#### AIM
Pull out each line of the rows below that contains the string "tree". Case counts.

#### MATERIAL FOR THE TASK
______________________________

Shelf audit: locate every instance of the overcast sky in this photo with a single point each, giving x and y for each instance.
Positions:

______________________________

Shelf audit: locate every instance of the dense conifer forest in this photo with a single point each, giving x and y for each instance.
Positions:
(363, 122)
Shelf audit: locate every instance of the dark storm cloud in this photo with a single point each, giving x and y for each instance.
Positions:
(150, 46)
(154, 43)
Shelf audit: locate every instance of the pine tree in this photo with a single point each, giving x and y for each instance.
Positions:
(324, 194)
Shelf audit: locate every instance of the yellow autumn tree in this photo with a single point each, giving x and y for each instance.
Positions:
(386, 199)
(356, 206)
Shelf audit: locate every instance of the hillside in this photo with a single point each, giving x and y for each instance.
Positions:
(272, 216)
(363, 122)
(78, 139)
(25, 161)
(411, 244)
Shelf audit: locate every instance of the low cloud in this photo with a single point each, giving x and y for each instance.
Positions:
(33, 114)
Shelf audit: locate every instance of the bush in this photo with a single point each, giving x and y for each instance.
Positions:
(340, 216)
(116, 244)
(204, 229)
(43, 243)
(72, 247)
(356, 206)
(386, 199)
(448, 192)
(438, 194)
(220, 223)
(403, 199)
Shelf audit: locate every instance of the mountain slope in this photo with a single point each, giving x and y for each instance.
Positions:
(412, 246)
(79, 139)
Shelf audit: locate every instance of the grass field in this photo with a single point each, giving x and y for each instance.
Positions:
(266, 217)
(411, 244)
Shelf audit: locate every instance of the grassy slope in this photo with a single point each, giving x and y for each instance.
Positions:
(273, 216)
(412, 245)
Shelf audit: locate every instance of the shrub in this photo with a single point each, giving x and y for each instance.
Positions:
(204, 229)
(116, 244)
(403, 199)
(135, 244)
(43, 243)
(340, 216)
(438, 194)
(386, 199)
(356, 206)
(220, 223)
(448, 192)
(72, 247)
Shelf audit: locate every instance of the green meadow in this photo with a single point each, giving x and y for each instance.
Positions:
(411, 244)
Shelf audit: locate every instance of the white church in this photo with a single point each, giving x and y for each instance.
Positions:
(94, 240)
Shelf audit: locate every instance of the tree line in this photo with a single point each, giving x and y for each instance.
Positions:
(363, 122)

______________________________

#### RESPONSE BELOW
Shelf audit: locate every instance of the pine tree in this photo with a single point each, giving x and y for each instance.
Shelf audit: locate every instance of the yellow autumn tree in this photo with a single point each, giving x and y for each instance.
Shelf audit: locate every instance of the tree line in this photo with a single point each, giving x and y for each instance.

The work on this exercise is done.